▸ **THE REQUEST**
Count the lines below that contain the string "sponsor". Give only the number.
-------- DATA LINES --------
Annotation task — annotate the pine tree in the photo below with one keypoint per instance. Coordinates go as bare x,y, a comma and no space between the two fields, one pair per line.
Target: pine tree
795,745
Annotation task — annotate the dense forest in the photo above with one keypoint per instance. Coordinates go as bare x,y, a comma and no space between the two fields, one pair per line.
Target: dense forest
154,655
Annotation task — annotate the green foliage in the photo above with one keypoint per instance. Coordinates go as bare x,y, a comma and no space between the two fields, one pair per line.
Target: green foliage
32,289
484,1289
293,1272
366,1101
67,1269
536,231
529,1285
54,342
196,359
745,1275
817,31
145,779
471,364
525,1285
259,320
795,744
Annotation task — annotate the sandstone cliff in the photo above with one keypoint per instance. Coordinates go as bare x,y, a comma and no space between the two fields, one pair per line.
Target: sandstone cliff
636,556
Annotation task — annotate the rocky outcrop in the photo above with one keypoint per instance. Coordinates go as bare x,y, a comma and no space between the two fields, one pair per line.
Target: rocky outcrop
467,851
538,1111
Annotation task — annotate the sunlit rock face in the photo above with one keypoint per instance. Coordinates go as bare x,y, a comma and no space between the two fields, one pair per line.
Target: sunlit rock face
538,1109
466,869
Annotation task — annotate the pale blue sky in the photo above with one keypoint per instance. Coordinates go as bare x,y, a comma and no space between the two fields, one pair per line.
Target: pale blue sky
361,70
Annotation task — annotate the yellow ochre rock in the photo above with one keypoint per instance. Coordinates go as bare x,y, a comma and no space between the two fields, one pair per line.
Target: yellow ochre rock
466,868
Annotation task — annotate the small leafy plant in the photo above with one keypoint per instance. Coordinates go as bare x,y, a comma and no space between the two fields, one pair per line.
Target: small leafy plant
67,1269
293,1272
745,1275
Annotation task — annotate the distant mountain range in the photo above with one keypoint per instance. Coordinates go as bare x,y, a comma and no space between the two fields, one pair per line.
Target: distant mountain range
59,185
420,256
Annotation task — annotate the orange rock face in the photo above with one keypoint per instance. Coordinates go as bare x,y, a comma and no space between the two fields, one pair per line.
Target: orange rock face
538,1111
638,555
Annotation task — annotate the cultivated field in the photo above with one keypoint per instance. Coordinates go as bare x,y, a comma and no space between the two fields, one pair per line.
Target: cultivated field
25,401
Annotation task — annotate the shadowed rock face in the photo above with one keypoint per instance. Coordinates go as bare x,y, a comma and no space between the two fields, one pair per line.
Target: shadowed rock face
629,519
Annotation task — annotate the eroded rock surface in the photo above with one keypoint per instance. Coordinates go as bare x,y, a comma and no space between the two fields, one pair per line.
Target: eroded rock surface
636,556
--------
-------- DATA LINES --------
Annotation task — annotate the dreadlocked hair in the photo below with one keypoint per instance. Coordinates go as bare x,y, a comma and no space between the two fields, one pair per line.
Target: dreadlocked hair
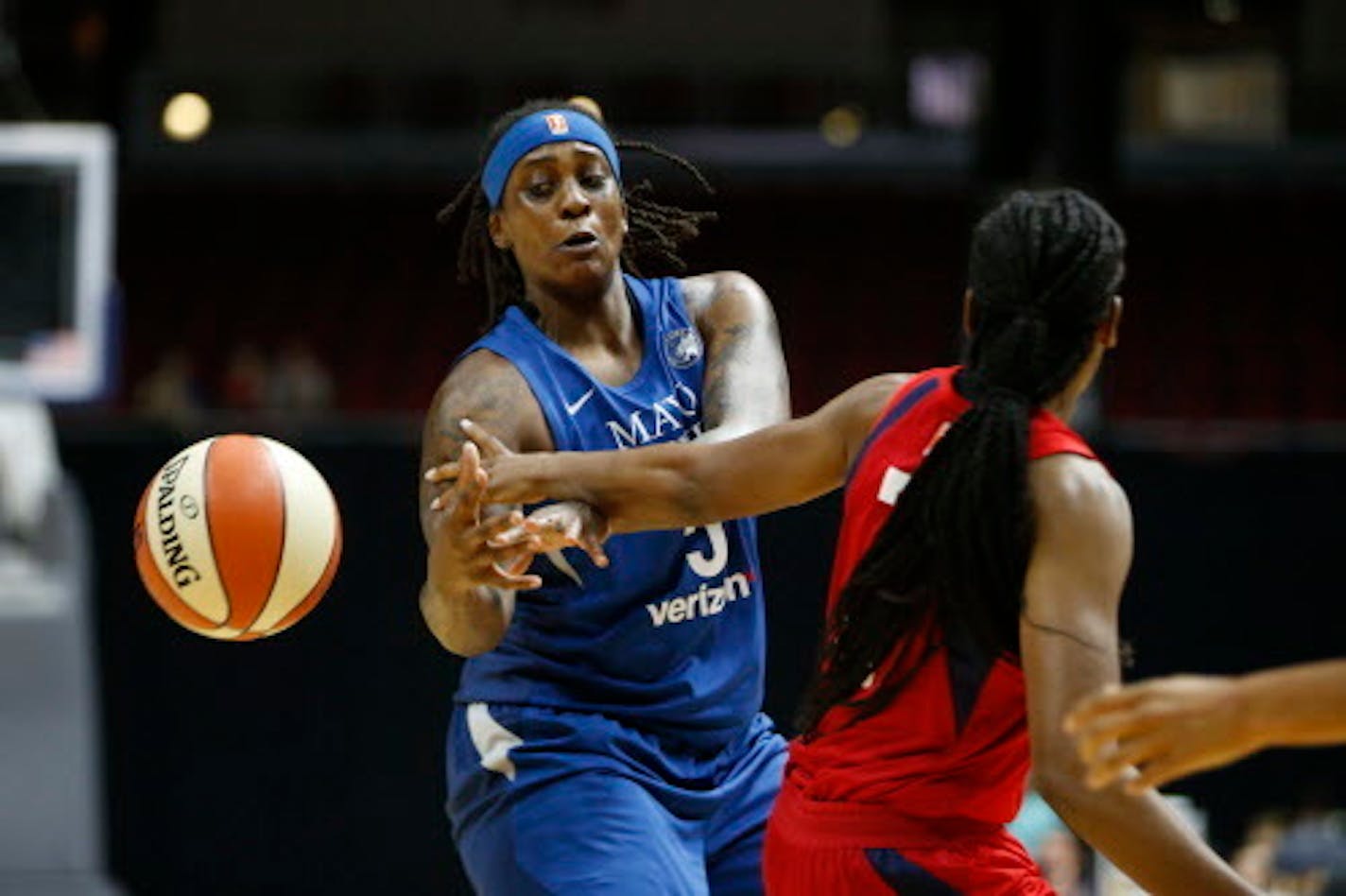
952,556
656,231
--------
-------- DATA LINES --------
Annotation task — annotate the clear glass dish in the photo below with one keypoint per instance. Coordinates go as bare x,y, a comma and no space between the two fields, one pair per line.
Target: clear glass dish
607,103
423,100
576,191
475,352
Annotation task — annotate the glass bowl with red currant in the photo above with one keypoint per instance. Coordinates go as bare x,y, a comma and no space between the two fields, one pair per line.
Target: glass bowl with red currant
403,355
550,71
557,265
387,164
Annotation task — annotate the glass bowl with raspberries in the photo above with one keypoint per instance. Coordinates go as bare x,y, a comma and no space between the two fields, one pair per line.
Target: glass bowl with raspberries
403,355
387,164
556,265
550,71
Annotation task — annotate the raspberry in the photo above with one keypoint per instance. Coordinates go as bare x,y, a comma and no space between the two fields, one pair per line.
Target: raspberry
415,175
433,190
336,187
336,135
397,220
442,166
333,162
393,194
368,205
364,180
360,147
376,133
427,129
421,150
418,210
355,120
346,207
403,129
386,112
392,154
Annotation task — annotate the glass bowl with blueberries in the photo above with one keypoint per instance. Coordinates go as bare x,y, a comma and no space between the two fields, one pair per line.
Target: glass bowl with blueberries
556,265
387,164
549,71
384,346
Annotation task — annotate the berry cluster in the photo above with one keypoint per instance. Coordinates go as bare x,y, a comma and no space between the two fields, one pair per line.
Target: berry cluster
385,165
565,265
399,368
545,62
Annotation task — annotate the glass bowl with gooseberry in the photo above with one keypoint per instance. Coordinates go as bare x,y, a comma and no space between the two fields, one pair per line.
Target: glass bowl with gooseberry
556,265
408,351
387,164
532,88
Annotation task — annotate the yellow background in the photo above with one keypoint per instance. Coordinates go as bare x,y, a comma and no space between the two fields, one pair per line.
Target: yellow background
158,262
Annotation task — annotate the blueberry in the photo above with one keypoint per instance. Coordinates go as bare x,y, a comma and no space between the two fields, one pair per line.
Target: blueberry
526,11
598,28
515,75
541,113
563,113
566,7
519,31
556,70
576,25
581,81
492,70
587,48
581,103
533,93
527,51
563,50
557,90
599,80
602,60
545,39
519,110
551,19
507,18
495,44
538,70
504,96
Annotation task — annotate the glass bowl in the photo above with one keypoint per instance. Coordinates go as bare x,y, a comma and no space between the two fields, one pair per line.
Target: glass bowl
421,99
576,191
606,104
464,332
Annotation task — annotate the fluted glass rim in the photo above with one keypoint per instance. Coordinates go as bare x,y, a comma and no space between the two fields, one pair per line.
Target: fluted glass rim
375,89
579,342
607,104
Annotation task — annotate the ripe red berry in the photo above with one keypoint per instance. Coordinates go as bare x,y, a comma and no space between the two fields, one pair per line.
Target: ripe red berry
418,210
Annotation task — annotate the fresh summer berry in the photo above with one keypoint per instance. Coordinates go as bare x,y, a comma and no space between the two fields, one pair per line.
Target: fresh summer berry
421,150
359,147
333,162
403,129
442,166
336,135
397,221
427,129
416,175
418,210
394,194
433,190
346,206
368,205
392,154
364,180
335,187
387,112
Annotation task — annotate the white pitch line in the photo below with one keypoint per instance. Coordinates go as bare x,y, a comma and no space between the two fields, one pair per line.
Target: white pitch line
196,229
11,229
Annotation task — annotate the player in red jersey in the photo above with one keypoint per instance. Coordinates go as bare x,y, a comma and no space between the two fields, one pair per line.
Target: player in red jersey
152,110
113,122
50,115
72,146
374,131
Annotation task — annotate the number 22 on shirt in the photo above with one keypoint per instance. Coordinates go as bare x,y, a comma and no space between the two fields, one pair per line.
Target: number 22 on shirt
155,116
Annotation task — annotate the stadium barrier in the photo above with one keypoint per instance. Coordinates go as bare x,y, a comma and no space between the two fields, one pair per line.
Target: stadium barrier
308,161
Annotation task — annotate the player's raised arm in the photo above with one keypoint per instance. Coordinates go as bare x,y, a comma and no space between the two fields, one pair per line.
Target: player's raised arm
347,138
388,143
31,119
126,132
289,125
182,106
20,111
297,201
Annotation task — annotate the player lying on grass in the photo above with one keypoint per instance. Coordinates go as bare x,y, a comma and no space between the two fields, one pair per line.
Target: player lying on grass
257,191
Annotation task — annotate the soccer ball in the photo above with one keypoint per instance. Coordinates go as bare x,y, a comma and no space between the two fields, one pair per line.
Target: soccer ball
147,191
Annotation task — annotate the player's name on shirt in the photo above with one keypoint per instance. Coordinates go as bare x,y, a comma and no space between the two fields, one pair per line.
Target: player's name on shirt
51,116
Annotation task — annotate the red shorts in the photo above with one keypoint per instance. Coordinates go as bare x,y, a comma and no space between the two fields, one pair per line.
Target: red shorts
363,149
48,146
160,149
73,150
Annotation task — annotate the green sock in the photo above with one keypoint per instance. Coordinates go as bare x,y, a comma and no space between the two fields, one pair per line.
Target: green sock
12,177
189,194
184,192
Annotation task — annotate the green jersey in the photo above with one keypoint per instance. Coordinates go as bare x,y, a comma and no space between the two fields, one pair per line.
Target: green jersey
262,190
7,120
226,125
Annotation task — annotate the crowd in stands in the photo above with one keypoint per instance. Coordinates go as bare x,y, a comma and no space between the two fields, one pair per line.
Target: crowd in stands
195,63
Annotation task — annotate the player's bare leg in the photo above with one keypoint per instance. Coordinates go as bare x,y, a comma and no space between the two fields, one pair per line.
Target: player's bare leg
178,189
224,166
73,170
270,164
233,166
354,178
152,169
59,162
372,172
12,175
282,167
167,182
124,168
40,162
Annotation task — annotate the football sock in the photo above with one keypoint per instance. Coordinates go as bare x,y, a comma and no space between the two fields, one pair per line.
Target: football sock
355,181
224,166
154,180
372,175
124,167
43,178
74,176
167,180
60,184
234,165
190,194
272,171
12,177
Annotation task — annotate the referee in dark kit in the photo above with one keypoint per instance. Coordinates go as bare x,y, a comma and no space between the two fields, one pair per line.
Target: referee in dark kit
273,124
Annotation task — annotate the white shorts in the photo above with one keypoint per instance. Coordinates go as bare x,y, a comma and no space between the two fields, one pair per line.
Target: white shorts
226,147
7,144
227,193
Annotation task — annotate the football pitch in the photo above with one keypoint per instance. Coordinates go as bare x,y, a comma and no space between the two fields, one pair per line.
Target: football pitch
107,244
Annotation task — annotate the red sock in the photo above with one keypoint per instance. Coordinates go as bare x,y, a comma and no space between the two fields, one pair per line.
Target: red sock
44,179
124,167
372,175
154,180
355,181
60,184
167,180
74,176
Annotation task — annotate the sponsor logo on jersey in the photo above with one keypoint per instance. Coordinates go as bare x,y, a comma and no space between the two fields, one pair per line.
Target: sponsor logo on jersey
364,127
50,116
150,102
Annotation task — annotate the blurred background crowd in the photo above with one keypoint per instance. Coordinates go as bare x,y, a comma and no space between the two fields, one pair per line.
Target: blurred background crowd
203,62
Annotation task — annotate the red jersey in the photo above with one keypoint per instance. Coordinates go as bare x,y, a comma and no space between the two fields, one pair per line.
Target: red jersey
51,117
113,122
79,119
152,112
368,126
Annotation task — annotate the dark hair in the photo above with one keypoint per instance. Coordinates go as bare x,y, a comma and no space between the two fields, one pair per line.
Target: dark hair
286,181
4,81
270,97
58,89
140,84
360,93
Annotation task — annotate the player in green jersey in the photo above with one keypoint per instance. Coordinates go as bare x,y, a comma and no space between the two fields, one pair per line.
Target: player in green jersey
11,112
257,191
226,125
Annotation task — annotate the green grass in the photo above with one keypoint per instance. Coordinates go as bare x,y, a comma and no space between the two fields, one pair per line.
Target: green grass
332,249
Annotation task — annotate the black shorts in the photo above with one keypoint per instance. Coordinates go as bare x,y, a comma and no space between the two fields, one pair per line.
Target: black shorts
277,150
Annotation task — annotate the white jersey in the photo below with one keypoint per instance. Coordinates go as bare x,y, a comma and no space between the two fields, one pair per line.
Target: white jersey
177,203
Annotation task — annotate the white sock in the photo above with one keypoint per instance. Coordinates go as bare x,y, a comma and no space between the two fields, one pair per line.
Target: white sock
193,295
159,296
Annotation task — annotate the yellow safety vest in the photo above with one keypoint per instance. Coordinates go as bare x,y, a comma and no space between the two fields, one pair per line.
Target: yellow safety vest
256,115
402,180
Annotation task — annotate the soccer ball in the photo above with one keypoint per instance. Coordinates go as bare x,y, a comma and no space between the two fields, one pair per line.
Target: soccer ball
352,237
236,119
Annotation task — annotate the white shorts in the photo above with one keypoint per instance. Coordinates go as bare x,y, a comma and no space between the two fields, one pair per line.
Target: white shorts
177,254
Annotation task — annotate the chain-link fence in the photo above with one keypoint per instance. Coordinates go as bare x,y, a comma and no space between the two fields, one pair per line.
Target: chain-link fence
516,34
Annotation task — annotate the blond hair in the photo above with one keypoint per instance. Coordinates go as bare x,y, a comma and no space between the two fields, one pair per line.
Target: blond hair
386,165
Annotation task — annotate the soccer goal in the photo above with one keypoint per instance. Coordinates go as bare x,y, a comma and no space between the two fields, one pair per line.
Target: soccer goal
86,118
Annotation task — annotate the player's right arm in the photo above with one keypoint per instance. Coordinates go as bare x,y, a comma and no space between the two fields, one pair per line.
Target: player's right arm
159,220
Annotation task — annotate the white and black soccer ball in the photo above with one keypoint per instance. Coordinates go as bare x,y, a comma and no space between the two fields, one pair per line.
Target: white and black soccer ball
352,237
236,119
--------
▸ **SOLUTION TO THE PROBLEM**
2